WHAT IS EXPECTED | Exactly reproduce the lines from the one containing "Could you please point out the barbell bar" through the last line of the data, both ends included, leaving out pictures.

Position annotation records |
-----

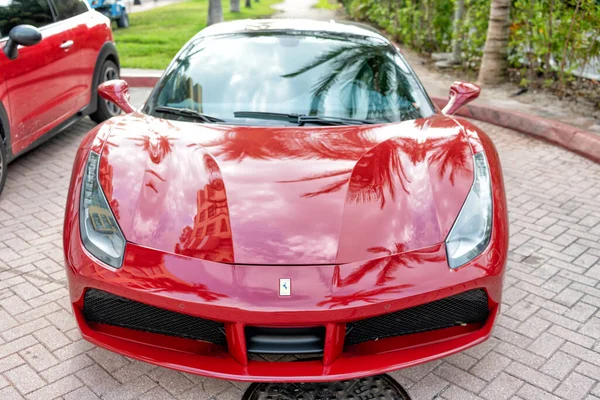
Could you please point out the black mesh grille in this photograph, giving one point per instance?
(465, 308)
(106, 308)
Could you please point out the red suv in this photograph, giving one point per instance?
(53, 55)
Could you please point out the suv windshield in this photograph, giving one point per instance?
(272, 78)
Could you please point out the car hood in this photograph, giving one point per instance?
(285, 195)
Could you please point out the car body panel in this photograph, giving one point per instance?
(268, 195)
(65, 74)
(329, 295)
(369, 208)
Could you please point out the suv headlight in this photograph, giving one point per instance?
(471, 232)
(100, 233)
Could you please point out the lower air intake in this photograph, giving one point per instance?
(465, 308)
(105, 308)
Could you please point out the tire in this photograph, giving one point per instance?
(3, 164)
(123, 22)
(106, 109)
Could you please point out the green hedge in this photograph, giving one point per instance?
(541, 35)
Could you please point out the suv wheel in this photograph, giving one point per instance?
(106, 109)
(3, 164)
(123, 22)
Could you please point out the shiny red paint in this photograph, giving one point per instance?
(368, 282)
(461, 93)
(256, 183)
(117, 91)
(355, 216)
(47, 85)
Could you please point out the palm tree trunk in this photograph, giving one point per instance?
(547, 69)
(459, 11)
(563, 62)
(494, 64)
(215, 12)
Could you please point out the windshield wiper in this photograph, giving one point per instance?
(186, 112)
(301, 119)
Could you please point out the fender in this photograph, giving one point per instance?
(5, 132)
(107, 51)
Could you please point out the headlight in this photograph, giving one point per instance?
(471, 232)
(100, 232)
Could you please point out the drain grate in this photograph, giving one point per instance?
(376, 387)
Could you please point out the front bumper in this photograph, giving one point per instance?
(322, 296)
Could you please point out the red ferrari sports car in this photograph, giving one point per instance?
(288, 205)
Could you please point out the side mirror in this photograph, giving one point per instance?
(461, 93)
(117, 91)
(24, 35)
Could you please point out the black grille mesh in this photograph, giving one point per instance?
(465, 308)
(106, 308)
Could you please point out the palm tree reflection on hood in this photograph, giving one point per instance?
(378, 171)
(359, 69)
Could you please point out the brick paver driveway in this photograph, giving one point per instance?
(545, 346)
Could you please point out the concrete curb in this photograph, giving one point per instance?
(575, 139)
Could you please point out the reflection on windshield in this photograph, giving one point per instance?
(310, 74)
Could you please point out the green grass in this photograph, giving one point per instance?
(328, 4)
(155, 36)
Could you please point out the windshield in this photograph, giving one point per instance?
(234, 78)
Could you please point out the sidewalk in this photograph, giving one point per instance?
(568, 123)
(543, 105)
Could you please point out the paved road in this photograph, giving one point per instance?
(546, 342)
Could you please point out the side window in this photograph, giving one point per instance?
(17, 12)
(69, 8)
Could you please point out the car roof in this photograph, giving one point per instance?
(298, 25)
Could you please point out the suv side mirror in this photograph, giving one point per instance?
(461, 93)
(24, 35)
(117, 91)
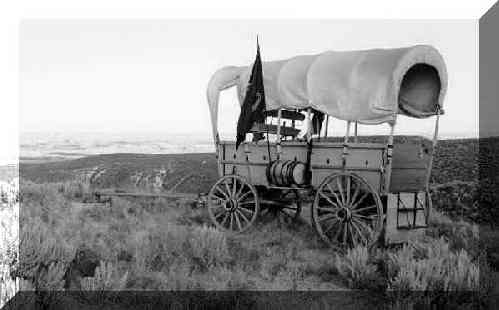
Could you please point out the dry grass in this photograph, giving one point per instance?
(164, 245)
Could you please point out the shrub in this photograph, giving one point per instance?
(208, 247)
(436, 269)
(355, 266)
(107, 278)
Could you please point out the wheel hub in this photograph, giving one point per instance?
(344, 214)
(230, 205)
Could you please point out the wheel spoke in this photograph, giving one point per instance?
(231, 220)
(338, 232)
(238, 222)
(340, 188)
(242, 215)
(352, 235)
(234, 186)
(355, 193)
(329, 200)
(331, 226)
(349, 185)
(328, 210)
(246, 202)
(326, 217)
(345, 228)
(290, 208)
(369, 217)
(227, 187)
(364, 209)
(359, 232)
(225, 219)
(218, 215)
(244, 196)
(247, 210)
(222, 192)
(334, 193)
(353, 206)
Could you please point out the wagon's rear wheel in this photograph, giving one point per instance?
(346, 210)
(233, 204)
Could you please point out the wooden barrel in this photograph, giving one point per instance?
(286, 173)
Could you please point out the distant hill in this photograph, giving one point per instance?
(455, 159)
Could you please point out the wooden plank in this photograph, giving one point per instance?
(272, 129)
(407, 180)
(148, 195)
(287, 114)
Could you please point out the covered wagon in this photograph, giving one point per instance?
(361, 190)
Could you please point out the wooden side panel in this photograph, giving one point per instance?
(394, 235)
(251, 160)
(365, 162)
(410, 161)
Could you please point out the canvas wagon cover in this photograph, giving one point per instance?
(364, 86)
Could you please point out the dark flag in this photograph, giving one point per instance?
(253, 108)
(317, 120)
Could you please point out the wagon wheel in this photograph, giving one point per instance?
(347, 210)
(233, 204)
(285, 206)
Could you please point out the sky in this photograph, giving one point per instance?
(151, 75)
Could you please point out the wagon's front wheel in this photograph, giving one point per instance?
(346, 210)
(233, 204)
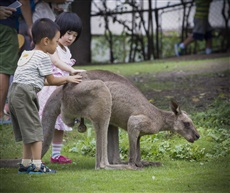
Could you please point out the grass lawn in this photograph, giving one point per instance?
(173, 176)
(208, 174)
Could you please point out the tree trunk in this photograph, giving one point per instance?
(81, 50)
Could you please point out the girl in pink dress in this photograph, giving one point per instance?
(70, 27)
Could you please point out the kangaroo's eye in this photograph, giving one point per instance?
(186, 125)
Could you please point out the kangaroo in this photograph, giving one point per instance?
(110, 101)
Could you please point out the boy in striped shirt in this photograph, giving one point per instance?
(33, 71)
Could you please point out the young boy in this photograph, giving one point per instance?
(34, 69)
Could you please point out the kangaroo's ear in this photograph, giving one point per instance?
(175, 108)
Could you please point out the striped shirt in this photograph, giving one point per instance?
(202, 9)
(32, 68)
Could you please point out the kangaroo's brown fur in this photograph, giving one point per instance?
(110, 101)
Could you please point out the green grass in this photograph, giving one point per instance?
(207, 170)
(173, 176)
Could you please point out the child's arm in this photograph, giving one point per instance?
(57, 81)
(62, 65)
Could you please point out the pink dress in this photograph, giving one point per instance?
(46, 91)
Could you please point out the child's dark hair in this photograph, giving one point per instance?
(42, 28)
(69, 22)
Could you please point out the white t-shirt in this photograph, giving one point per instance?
(32, 68)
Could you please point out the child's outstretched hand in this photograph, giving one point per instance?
(74, 79)
(74, 72)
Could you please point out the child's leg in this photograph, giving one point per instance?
(57, 147)
(27, 155)
(57, 143)
(36, 149)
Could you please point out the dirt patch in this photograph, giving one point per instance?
(194, 89)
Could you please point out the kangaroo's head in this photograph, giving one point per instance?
(183, 124)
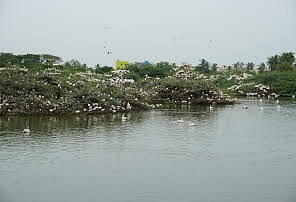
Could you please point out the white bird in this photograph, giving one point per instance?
(191, 124)
(211, 108)
(26, 130)
(180, 121)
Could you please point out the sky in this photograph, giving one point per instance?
(220, 31)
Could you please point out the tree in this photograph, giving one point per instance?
(214, 67)
(273, 62)
(286, 61)
(261, 67)
(250, 66)
(203, 67)
(102, 70)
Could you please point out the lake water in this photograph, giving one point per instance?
(231, 154)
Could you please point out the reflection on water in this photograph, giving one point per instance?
(229, 154)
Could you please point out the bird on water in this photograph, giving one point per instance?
(26, 130)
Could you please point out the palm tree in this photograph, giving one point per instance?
(261, 67)
(273, 62)
(250, 66)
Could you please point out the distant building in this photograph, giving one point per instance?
(121, 64)
(56, 64)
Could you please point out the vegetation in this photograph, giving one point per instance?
(42, 84)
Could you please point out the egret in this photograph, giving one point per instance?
(26, 130)
(123, 118)
(211, 108)
(191, 124)
(180, 121)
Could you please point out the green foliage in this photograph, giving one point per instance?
(104, 69)
(141, 70)
(282, 82)
(203, 67)
(283, 62)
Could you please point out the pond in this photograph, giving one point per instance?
(228, 154)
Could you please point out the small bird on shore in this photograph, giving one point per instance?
(123, 118)
(211, 108)
(191, 124)
(180, 121)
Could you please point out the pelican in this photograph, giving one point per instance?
(26, 130)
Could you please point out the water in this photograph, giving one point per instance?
(231, 154)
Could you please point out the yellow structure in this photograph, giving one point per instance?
(121, 64)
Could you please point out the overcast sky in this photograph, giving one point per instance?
(221, 31)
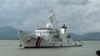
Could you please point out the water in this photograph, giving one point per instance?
(11, 48)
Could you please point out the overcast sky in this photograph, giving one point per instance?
(80, 16)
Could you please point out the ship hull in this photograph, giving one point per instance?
(31, 42)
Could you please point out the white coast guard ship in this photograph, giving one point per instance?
(48, 35)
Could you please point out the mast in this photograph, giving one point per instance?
(51, 23)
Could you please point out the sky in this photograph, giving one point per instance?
(80, 16)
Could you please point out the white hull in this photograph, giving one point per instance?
(29, 41)
(48, 36)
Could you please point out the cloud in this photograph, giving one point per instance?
(73, 2)
(81, 16)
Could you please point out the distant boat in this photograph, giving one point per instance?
(48, 35)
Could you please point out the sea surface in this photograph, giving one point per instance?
(11, 48)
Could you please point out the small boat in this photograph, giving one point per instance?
(48, 35)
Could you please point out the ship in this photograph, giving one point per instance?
(48, 35)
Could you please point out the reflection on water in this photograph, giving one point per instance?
(11, 48)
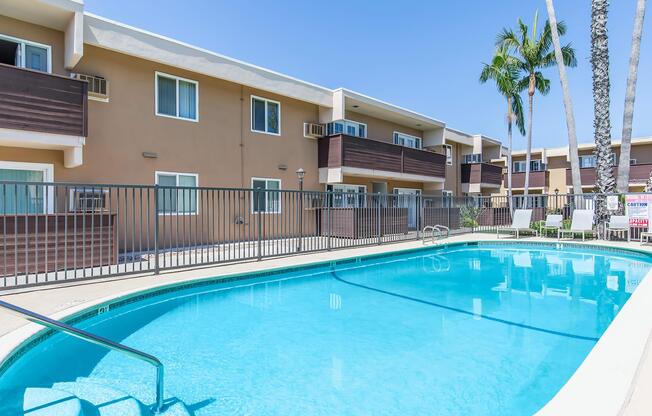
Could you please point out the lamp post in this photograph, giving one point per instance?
(300, 174)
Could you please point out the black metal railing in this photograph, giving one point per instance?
(57, 232)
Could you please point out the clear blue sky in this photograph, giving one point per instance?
(423, 55)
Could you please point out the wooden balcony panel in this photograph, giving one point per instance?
(42, 102)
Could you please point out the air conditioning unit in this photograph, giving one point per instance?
(98, 87)
(88, 200)
(314, 130)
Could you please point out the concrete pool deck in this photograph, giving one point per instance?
(613, 380)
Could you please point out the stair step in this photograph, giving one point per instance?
(143, 392)
(38, 401)
(104, 400)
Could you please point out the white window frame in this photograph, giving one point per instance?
(396, 135)
(23, 42)
(177, 174)
(48, 176)
(474, 158)
(448, 152)
(344, 123)
(251, 115)
(176, 79)
(280, 198)
(344, 187)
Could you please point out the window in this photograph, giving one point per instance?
(176, 97)
(448, 152)
(24, 198)
(265, 200)
(536, 166)
(348, 196)
(265, 116)
(175, 198)
(348, 127)
(474, 158)
(407, 140)
(25, 54)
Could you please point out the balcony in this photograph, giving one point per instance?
(538, 179)
(483, 174)
(341, 155)
(43, 111)
(637, 174)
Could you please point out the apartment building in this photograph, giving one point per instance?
(85, 99)
(550, 170)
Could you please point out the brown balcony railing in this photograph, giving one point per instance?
(481, 173)
(637, 174)
(38, 101)
(355, 152)
(538, 179)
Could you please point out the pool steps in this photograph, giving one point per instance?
(83, 397)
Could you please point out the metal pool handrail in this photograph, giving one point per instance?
(97, 340)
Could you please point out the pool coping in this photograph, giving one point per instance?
(601, 385)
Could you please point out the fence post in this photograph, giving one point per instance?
(379, 221)
(328, 214)
(156, 230)
(259, 233)
(448, 210)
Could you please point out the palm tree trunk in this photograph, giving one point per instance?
(528, 151)
(509, 155)
(568, 103)
(630, 96)
(602, 124)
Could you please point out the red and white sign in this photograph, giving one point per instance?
(637, 208)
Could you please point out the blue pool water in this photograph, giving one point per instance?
(463, 330)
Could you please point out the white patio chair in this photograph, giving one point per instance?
(553, 222)
(617, 224)
(582, 223)
(520, 222)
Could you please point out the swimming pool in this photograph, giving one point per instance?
(474, 329)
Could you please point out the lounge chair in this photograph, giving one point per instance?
(617, 224)
(520, 223)
(582, 223)
(553, 222)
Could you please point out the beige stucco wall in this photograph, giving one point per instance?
(557, 176)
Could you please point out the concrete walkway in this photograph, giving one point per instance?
(61, 300)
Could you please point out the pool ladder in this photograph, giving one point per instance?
(438, 229)
(97, 340)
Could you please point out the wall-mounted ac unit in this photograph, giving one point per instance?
(88, 200)
(314, 130)
(98, 87)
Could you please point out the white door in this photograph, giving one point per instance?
(407, 198)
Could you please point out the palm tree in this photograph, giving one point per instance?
(601, 120)
(568, 103)
(533, 55)
(503, 70)
(630, 95)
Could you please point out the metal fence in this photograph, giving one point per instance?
(54, 232)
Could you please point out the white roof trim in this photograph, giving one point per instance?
(108, 34)
(426, 121)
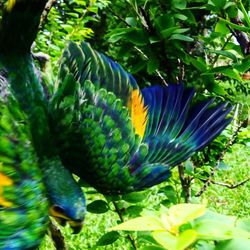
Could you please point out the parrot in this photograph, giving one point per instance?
(119, 138)
(33, 181)
(97, 124)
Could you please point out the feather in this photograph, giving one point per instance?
(138, 112)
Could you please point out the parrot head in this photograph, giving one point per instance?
(67, 200)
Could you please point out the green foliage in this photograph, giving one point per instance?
(184, 225)
(186, 41)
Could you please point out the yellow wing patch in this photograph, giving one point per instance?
(10, 5)
(4, 181)
(138, 112)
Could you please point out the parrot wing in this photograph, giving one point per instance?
(23, 203)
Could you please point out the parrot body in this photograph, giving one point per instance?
(33, 181)
(98, 124)
(121, 139)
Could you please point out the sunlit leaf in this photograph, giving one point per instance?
(145, 223)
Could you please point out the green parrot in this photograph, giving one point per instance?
(119, 138)
(33, 181)
(98, 124)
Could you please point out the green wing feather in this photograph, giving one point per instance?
(98, 139)
(24, 218)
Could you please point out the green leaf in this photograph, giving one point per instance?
(234, 244)
(199, 63)
(135, 197)
(137, 37)
(185, 239)
(168, 32)
(224, 53)
(144, 223)
(182, 213)
(181, 37)
(166, 239)
(219, 3)
(244, 224)
(98, 207)
(216, 230)
(153, 65)
(222, 28)
(179, 4)
(235, 26)
(152, 248)
(108, 238)
(223, 166)
(163, 22)
(181, 17)
(232, 73)
(134, 210)
(244, 66)
(189, 167)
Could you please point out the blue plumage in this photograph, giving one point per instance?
(102, 146)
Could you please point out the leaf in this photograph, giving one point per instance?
(227, 71)
(199, 63)
(108, 238)
(152, 248)
(234, 244)
(222, 28)
(244, 66)
(167, 240)
(179, 4)
(244, 224)
(223, 166)
(186, 238)
(153, 65)
(98, 207)
(182, 213)
(181, 37)
(235, 26)
(163, 22)
(134, 210)
(168, 32)
(216, 230)
(135, 197)
(189, 167)
(144, 223)
(181, 17)
(137, 37)
(232, 73)
(224, 53)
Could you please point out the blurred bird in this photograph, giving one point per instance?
(98, 125)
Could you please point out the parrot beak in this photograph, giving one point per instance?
(76, 226)
(62, 219)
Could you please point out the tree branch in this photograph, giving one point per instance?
(227, 185)
(45, 13)
(220, 157)
(118, 211)
(57, 237)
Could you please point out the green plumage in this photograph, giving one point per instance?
(86, 128)
(24, 223)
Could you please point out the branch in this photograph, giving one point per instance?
(185, 183)
(220, 157)
(227, 185)
(241, 37)
(57, 237)
(118, 211)
(46, 11)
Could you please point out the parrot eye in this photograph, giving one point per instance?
(58, 209)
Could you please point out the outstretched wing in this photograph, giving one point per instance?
(84, 63)
(23, 204)
(176, 129)
(118, 140)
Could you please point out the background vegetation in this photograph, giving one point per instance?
(204, 44)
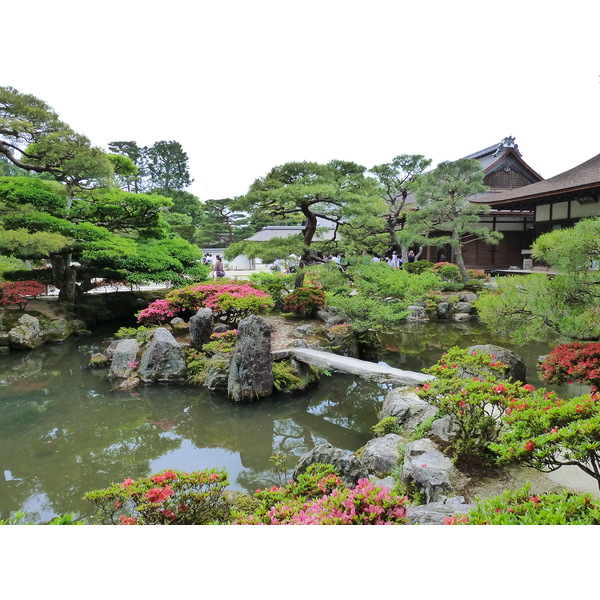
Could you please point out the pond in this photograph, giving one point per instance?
(63, 431)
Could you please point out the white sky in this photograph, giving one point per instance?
(245, 85)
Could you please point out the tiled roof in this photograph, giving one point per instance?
(584, 176)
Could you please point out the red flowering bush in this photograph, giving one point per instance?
(305, 301)
(546, 432)
(320, 498)
(168, 498)
(471, 388)
(521, 507)
(19, 292)
(573, 362)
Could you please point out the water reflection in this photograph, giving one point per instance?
(63, 431)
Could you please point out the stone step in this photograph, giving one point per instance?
(343, 364)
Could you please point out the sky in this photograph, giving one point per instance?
(245, 85)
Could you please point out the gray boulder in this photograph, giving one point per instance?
(201, 328)
(162, 359)
(349, 468)
(124, 359)
(27, 334)
(407, 407)
(515, 366)
(437, 512)
(250, 370)
(382, 455)
(429, 470)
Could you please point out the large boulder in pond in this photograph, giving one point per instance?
(349, 468)
(201, 328)
(124, 359)
(27, 334)
(515, 365)
(250, 370)
(163, 359)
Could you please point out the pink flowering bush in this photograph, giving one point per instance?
(543, 431)
(19, 292)
(230, 302)
(305, 301)
(471, 388)
(320, 498)
(522, 507)
(576, 361)
(167, 498)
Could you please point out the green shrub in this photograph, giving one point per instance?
(168, 498)
(521, 507)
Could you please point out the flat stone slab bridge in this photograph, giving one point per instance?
(343, 364)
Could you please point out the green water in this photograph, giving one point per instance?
(64, 432)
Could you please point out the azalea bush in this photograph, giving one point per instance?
(229, 302)
(522, 507)
(221, 343)
(167, 498)
(470, 387)
(320, 498)
(543, 431)
(19, 292)
(576, 361)
(305, 301)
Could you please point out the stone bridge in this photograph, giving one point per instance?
(378, 372)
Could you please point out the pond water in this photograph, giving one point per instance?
(63, 431)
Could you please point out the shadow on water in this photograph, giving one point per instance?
(63, 431)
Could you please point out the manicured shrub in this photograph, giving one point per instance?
(521, 507)
(576, 361)
(167, 498)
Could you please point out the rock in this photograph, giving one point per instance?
(124, 359)
(382, 455)
(435, 513)
(428, 469)
(515, 365)
(27, 334)
(201, 328)
(250, 370)
(407, 407)
(349, 468)
(216, 373)
(330, 315)
(162, 359)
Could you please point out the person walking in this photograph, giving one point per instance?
(218, 267)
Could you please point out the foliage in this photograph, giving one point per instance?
(445, 214)
(385, 426)
(468, 387)
(447, 271)
(230, 302)
(419, 266)
(574, 361)
(277, 285)
(19, 292)
(521, 507)
(167, 498)
(305, 301)
(319, 498)
(542, 307)
(19, 517)
(543, 431)
(221, 343)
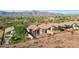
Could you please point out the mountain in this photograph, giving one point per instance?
(27, 13)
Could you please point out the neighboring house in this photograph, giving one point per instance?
(8, 34)
(1, 33)
(33, 31)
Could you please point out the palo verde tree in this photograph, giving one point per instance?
(20, 31)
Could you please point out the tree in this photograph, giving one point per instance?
(20, 31)
(4, 25)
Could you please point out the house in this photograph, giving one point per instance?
(8, 34)
(33, 31)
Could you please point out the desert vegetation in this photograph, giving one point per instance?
(19, 37)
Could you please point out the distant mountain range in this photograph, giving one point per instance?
(28, 13)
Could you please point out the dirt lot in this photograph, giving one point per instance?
(60, 40)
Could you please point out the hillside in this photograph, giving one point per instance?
(27, 13)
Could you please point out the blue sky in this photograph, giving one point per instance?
(65, 11)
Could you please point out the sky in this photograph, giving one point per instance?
(58, 6)
(65, 11)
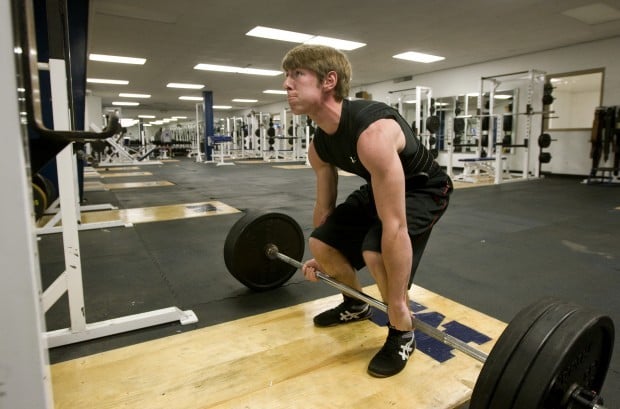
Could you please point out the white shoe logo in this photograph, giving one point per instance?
(405, 350)
(348, 316)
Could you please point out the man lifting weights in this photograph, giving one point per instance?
(383, 225)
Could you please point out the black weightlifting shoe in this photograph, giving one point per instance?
(350, 310)
(392, 358)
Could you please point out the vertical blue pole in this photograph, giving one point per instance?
(207, 97)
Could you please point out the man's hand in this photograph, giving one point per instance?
(310, 268)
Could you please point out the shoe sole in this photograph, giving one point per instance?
(343, 322)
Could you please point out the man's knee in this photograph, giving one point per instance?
(373, 260)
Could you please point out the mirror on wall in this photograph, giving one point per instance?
(575, 97)
(461, 120)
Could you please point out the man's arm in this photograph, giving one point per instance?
(326, 186)
(378, 148)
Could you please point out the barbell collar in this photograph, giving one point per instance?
(272, 252)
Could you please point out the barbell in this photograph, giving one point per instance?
(553, 354)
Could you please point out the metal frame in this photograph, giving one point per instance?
(70, 280)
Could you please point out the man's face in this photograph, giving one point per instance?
(303, 90)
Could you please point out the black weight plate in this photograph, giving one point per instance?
(244, 249)
(503, 350)
(577, 353)
(517, 367)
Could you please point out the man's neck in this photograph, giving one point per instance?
(328, 117)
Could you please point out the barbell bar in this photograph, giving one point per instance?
(552, 354)
(272, 252)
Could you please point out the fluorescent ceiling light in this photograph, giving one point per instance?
(104, 81)
(126, 95)
(126, 103)
(418, 57)
(128, 122)
(237, 70)
(294, 37)
(186, 86)
(117, 59)
(276, 34)
(596, 13)
(274, 91)
(335, 43)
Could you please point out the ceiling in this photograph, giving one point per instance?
(175, 35)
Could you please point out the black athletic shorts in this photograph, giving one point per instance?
(354, 225)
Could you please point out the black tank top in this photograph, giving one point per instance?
(340, 149)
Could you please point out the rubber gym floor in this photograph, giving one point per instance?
(497, 249)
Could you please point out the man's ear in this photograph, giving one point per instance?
(330, 81)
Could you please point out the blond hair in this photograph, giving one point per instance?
(321, 60)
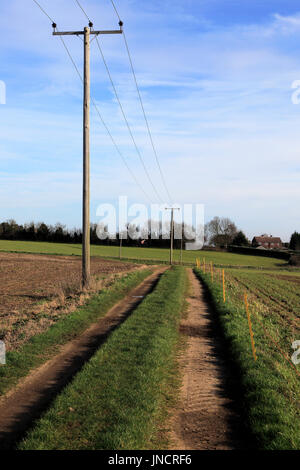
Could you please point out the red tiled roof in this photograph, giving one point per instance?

-----

THE RESULT |
Could you please point out the barbell bar in this photograph, giving one point per instance?
(552, 354)
(272, 252)
Could you please point out the fluorescent ceiling light in this photograph, giving one point per instance?
(104, 81)
(126, 95)
(126, 103)
(418, 57)
(128, 122)
(237, 70)
(294, 37)
(186, 86)
(117, 59)
(276, 34)
(596, 13)
(274, 91)
(335, 43)
Could you please point out the ceiling in this photograph, giving one point per instance?
(175, 35)
Could you please point out the black athletic shorts in this photograph, giving one point per instance?
(354, 225)
Could you please point out the black tank top in this photograph, giving one point per instance?
(340, 149)
Could you please point out the rubber gym floor in this photograph, giving one point per instance?
(497, 249)
Could you please point out the man's ear in this photograph, giving one point per instance?
(330, 81)
Could you please point out the blond hair in this photograph, giving one point per instance?
(321, 60)
Could you please point out the red tiled roof in this photograph, giving one point per instance?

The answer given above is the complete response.